**** Brano proposto

I dati aggiornati di Human Rights Council riferiscono che l’Iran è responsabile del 75% delle esecuzioni globali, primo al mondo fra le nazioni che forniscono statistiche ufficiali perché Cina, Vietnam e Corea del Nord oppongono il segreto di Stato. In risposta, i detenuti di alcune carceri hanno promosso uno sciopero della fame ogni martedì degli ultimi cinque mesi. Del resto sono i numeri a confermare l’escalation: secondo Amnesty International, la Repubblica islamica ha raggiunto il picco di esecuzioni degli ultimi otto anni, giustiziando 853 persone nel 2023. Il rapporto indica che 481 esecuzioni, oltre la metà, erano legate a reati di droga con un aumento dell’89% sul 2022 quando sono state 255 le persone al patibolo per narcotraffico o tossicodipendenza. E una crescita del 264% rispetto al 2021, quando sono stati 132 i giustiziati.

********

• Esercizio 1: Riproduci fedelmente il brano sulle esecuzioni in Iran, partendo da "I dati aggiornati" e proseguendo fino a "132 i giustiziati.".

**** Righe fornite

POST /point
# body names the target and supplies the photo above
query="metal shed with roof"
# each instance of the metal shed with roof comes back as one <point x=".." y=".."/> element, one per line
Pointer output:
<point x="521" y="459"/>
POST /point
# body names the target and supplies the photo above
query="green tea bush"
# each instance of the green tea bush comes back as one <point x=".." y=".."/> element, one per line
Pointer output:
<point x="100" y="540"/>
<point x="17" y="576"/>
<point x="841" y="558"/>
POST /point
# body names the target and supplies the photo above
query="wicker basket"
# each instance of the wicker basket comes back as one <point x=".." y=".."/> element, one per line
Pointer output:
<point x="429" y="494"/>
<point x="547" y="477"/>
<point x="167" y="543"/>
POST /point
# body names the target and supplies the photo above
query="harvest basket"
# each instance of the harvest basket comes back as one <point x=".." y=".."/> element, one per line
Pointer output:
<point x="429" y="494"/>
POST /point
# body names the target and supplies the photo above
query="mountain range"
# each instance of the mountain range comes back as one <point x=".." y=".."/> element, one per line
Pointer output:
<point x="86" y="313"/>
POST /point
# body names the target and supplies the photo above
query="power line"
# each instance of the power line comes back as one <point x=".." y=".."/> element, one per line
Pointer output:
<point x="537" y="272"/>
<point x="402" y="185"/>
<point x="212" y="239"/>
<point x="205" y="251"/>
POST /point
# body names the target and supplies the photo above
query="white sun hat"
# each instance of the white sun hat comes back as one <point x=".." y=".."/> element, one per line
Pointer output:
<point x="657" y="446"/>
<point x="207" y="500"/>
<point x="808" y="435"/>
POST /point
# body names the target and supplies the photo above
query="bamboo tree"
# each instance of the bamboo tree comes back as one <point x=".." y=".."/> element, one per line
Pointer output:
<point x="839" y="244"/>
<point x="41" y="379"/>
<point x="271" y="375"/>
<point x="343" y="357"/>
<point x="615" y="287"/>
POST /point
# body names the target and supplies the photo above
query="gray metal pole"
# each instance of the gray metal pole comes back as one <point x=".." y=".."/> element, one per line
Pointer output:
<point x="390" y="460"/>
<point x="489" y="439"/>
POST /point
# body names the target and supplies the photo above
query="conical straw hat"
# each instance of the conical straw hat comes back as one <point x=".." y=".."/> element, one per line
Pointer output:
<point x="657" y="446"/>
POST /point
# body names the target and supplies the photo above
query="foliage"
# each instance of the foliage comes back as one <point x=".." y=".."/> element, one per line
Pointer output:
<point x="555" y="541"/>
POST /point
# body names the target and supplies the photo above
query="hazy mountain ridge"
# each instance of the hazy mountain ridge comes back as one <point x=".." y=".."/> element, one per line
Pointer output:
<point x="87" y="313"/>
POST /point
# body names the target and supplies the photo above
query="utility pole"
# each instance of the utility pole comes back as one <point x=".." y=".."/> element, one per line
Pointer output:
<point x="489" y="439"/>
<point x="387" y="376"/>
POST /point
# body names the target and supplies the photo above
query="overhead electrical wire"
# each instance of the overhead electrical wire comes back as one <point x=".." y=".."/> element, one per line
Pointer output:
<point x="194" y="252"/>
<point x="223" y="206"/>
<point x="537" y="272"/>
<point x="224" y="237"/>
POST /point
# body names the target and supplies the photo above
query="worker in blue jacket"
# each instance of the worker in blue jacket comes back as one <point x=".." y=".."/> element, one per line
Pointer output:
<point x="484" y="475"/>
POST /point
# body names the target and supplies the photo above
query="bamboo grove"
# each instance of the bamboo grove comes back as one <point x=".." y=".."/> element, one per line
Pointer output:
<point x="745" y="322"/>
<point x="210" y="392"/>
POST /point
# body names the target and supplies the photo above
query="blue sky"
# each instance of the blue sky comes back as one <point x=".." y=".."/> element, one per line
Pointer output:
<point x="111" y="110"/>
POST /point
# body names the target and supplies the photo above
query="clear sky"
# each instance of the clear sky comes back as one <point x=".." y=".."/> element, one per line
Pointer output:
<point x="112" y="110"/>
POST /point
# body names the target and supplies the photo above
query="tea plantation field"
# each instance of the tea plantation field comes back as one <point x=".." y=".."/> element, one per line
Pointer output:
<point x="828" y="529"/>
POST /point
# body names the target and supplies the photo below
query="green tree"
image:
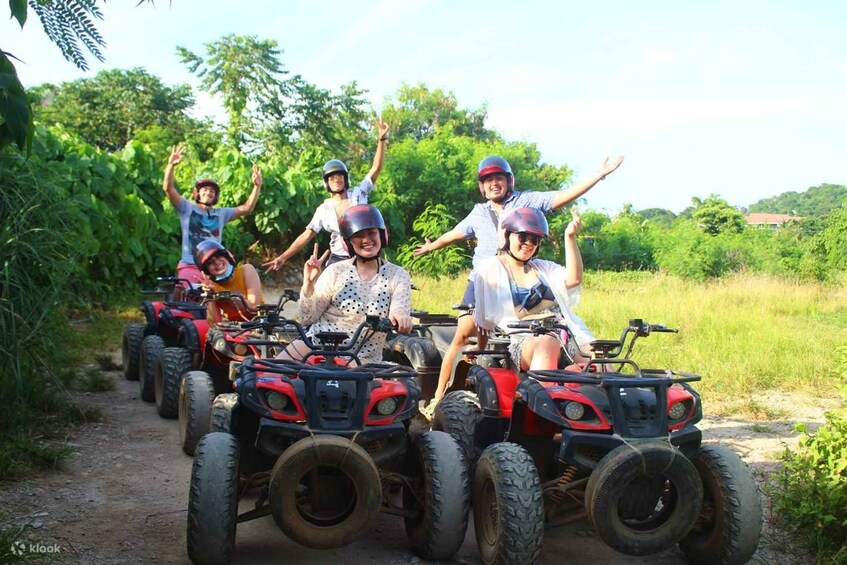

********

• Esercizio 2: Raccogli tutte le righe che contengono la stringa "utility". Le maiuscole e le minuscole contano.

• Risultato finale 1:
I dati aggiornati di Human Rights Council riferiscono che l’Iran è responsabile del 75% delle esecuzioni globali, primo al mondo fra le nazioni che forniscono statistiche ufficiali perché Cina, Vietnam e Corea del Nord oppongono il segreto di Stato. In risposta, i detenuti di alcune carceri hanno promosso uno sciopero della fame ogni martedì degli ultimi cinque mesi. Del resto sono i numeri a confermare l’escalation: secondo Amnesty International, la Repubblica islamica ha raggiunto il picco di esecuzioni degli ultimi otto anni, giustiziando 853 persone nel 2023. Il rapporto indica che 481 esecuzioni, oltre la metà, erano legate a reati di droga con un aumento dell’89% sul 2022 quando sono state 255 le persone al patibolo per narcotraffico o tossicodipendenza. E una crescita del 264% rispetto al 2021, quando sono stati 132 i giustiziati.

• Risultato finale 2:
query="utility pole"
# each instance of the utility pole comes back as one <point x=".." y=".."/> element, one per line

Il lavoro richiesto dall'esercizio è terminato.